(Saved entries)
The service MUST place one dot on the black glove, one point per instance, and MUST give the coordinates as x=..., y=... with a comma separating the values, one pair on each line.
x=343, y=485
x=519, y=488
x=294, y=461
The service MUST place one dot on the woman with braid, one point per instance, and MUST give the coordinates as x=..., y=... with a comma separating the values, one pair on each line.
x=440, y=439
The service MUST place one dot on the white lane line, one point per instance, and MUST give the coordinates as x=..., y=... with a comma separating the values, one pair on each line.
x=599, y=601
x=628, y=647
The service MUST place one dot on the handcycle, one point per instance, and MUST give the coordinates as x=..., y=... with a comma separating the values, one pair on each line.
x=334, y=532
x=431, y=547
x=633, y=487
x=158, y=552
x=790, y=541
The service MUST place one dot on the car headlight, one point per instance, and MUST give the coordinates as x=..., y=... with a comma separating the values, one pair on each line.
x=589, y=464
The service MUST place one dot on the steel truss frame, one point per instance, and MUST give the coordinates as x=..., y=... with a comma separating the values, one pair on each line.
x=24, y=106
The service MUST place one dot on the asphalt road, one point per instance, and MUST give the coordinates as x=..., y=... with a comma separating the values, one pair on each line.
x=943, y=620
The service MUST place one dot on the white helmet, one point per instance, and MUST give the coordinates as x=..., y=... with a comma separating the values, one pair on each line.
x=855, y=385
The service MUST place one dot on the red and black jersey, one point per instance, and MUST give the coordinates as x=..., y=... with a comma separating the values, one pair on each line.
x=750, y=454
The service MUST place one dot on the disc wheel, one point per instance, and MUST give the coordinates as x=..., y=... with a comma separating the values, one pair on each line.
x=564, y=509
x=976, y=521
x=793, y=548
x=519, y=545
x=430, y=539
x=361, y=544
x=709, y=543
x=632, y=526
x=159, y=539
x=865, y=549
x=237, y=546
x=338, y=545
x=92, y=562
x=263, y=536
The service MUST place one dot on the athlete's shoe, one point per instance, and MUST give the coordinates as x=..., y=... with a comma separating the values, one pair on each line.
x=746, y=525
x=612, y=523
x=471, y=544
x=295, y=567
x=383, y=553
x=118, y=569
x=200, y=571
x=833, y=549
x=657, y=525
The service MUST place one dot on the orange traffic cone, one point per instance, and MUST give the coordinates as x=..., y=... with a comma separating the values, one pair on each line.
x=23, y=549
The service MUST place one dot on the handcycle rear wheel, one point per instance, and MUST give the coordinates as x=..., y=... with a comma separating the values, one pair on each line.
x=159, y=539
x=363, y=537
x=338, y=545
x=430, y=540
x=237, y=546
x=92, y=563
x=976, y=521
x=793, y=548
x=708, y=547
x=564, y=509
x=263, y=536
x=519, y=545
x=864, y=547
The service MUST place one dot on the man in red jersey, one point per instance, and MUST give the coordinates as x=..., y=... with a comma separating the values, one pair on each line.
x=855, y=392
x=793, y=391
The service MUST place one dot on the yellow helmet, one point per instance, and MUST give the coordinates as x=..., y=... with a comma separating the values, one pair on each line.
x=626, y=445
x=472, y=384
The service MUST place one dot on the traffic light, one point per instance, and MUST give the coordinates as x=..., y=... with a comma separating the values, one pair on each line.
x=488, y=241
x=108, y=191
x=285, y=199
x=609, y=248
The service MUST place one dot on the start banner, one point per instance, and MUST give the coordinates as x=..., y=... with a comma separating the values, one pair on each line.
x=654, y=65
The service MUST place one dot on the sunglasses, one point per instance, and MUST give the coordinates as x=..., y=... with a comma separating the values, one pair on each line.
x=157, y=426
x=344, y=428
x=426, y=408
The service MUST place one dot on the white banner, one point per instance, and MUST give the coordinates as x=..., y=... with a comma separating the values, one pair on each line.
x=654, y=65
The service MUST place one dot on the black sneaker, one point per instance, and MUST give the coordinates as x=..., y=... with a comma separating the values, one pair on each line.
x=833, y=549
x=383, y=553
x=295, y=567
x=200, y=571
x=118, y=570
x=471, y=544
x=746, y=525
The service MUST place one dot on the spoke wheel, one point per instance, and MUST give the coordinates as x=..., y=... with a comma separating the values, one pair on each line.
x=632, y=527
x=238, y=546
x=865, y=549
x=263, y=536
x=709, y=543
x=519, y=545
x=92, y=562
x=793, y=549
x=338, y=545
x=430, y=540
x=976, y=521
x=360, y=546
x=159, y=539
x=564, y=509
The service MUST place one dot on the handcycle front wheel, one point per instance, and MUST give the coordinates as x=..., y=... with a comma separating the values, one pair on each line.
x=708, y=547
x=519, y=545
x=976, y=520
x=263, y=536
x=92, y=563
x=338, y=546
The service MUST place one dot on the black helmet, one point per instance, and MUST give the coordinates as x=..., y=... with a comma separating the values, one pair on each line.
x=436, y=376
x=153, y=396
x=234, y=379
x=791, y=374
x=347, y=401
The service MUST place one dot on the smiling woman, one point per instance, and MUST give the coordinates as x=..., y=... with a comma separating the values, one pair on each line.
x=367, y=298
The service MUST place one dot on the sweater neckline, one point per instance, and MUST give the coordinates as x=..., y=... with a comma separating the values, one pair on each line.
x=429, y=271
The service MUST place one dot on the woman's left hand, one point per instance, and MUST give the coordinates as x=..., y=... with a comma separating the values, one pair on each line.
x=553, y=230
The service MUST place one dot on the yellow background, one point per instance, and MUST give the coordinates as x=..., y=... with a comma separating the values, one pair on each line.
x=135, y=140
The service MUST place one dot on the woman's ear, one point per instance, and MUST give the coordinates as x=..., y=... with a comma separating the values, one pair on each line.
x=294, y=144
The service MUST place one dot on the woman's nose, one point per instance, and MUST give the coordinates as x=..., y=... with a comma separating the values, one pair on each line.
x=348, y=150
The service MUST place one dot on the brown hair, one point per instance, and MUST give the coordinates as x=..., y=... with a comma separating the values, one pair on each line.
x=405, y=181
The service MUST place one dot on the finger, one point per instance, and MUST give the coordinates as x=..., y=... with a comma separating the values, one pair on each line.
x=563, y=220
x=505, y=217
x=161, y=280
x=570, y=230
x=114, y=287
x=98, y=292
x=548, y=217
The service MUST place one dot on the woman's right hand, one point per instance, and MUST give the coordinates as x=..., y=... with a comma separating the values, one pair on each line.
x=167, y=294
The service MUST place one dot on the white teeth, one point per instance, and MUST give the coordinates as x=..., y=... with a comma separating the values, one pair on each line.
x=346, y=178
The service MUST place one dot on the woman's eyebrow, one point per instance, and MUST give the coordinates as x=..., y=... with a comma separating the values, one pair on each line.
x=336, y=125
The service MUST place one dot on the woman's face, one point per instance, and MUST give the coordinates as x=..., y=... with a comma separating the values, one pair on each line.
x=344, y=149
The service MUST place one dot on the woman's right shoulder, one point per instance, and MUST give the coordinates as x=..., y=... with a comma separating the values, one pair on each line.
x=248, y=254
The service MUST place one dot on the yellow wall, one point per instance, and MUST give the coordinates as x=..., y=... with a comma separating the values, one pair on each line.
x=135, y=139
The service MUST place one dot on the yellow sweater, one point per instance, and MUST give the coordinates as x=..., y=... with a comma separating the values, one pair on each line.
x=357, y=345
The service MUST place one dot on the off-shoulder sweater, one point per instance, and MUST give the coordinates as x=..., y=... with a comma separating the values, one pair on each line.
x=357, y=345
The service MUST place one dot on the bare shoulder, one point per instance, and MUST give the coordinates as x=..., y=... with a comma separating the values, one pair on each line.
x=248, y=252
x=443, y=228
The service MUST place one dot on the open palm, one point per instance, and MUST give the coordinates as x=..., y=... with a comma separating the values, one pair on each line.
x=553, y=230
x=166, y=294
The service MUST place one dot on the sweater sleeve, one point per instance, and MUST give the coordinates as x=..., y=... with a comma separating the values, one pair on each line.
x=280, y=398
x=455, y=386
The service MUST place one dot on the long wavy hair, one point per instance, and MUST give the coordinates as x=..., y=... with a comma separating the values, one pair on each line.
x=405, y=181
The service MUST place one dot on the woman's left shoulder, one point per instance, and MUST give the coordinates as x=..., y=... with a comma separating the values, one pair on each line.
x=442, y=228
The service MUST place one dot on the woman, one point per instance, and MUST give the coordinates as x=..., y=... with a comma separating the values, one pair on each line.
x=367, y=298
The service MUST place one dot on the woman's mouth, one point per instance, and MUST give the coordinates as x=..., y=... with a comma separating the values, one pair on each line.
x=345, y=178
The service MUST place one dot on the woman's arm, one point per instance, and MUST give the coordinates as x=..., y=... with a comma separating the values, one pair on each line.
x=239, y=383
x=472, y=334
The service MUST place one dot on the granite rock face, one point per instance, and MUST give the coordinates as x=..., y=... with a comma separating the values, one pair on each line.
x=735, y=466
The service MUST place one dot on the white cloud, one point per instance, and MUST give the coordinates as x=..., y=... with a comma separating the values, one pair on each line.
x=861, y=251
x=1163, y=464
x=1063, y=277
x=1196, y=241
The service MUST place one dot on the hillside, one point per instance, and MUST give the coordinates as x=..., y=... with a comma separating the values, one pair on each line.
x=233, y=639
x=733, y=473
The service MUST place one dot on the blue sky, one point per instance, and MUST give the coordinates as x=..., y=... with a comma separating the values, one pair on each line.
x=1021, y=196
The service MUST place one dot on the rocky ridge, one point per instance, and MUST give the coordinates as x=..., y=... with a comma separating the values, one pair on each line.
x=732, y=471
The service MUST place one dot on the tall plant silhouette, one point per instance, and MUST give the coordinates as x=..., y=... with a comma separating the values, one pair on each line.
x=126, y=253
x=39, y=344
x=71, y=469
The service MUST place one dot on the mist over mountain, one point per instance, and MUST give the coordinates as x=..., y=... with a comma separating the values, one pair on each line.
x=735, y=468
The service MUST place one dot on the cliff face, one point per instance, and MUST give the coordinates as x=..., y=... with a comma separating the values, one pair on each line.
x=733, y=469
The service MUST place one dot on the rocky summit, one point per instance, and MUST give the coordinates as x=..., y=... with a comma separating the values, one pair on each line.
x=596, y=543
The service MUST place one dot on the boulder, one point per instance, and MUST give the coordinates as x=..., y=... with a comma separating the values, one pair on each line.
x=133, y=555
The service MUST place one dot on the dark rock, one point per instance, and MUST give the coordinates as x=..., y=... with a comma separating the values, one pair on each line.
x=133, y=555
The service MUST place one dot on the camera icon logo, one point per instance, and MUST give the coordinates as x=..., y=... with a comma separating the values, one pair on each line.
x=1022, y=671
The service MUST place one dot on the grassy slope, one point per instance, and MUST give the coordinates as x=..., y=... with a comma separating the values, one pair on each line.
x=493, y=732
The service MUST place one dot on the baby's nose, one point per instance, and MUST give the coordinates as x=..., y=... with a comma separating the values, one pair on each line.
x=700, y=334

_TASK STATEMENT_: Produce exactly the lines from the one containing "The service MUST place one dot on the baby's" through the final line of the records above, both included, and no others.

_ANSWER FOR THIS EXERCISE_:
The service MUST place one dot on the baby's nose, one point per instance, and MUST give the coordinates as x=..., y=... with a comma separating the values, one pair on each line.
x=700, y=334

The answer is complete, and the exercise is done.